What to produce >> Please retype all the data below exactly, line for line.

Point localization data
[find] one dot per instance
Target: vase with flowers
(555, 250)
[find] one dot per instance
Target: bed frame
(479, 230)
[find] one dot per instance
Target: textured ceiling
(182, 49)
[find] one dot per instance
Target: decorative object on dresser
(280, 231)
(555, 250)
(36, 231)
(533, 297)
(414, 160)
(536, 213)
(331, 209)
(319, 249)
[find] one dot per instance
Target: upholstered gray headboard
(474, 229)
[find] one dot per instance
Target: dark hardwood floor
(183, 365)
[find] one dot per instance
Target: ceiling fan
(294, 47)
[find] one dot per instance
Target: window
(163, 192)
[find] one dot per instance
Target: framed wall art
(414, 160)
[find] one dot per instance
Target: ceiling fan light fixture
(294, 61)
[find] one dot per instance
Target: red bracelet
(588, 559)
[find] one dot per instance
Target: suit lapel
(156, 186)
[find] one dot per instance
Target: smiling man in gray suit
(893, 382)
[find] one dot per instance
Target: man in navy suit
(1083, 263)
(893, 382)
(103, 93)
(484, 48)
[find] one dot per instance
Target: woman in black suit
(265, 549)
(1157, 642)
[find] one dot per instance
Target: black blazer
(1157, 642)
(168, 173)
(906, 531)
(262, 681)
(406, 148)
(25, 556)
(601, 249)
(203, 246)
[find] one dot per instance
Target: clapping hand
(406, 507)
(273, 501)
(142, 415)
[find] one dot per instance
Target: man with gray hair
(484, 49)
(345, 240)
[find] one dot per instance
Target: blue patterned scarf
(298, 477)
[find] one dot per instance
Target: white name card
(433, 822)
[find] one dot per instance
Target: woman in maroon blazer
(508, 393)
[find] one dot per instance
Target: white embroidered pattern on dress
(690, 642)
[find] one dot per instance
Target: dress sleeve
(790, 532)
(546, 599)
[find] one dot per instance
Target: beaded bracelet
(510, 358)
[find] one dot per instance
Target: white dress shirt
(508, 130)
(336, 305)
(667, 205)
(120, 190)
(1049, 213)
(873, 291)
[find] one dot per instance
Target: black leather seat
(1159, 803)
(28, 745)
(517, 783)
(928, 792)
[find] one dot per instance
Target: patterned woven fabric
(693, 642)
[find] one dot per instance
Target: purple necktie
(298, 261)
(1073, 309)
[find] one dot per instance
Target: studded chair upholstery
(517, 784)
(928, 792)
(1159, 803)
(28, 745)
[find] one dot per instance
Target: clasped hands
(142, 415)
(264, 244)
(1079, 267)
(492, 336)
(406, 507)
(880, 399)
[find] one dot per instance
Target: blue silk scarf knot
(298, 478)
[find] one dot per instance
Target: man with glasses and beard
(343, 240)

Result for this exercise >>
[find] one dot per instance
Target: vase with flowers
(555, 250)
[find] one dot per instance
Target: bed frame
(479, 230)
[find] one dot per instance
Target: textured ceiling
(182, 49)
[find] one dot per instance
Target: decorative object on dresser
(280, 231)
(555, 250)
(36, 231)
(533, 297)
(414, 160)
(536, 213)
(331, 209)
(319, 249)
[find] one dot per instance
Target: upholstered gray headboard
(474, 229)
[find] one dot per instance
Target: dark hardwood floor
(183, 365)
[find] one dot per instance
Target: ceiling fan
(294, 47)
[find] one dot per instance
Target: window
(163, 192)
[find] one dot per instance
Target: framed wall art
(414, 160)
[find] one dot per instance
Target: ceiling fan light fixture
(294, 61)
[find] one dot per instance
Target: red bracelet
(588, 559)
[find] one dot per instance
Target: suit lapel
(156, 186)
[find] one dot per instance
Target: smiling man in gray suit
(893, 382)
[find] one dot per instance
Target: man in navy suit
(1083, 263)
(893, 382)
(103, 93)
(484, 48)
[find] one dot per instance
Target: woman in black suit
(265, 549)
(1157, 642)
[find] one dot per instance
Target: black blazer
(1157, 642)
(168, 173)
(906, 531)
(262, 681)
(406, 148)
(25, 556)
(601, 249)
(203, 246)
[find] one dot per instance
Target: clapping hand
(406, 507)
(273, 501)
(142, 415)
[find] one dot per instance
Target: man with gray hair
(484, 49)
(345, 240)
[find] one dot per instance
Target: blue patterned scarf
(298, 477)
[find] one dot per instance
Target: white name card
(433, 822)
[find] one dot per instance
Target: woman in maroon blazer
(508, 393)
[find] one dot per instance
Target: white embroidered pattern on dress
(690, 642)
[find] one dot per instance
Target: dress sleeve
(790, 532)
(546, 599)
[find] one dot per instance
Target: beaded bracelet
(510, 358)
[find] one dot per instance
Target: white dress shirt
(508, 130)
(336, 305)
(667, 205)
(120, 190)
(1049, 213)
(873, 291)
[find] one dot per instance
Target: black leather seat
(1159, 803)
(28, 745)
(517, 783)
(928, 792)
[find] one dot per instance
Target: patterned woven fabric
(693, 642)
[find] one dot per instance
Target: purple necktie
(298, 261)
(1073, 309)
[find] one dot per instance
Target: studded chair upholstery
(517, 784)
(928, 792)
(1159, 803)
(28, 745)
[find] one dot per instance
Target: clasped hands
(142, 415)
(264, 244)
(1079, 267)
(492, 336)
(406, 507)
(880, 399)
[find] one dot per instance
Target: blue silk scarf knot
(298, 478)
[find] one dot per instance
Target: man with glasses and beard
(343, 240)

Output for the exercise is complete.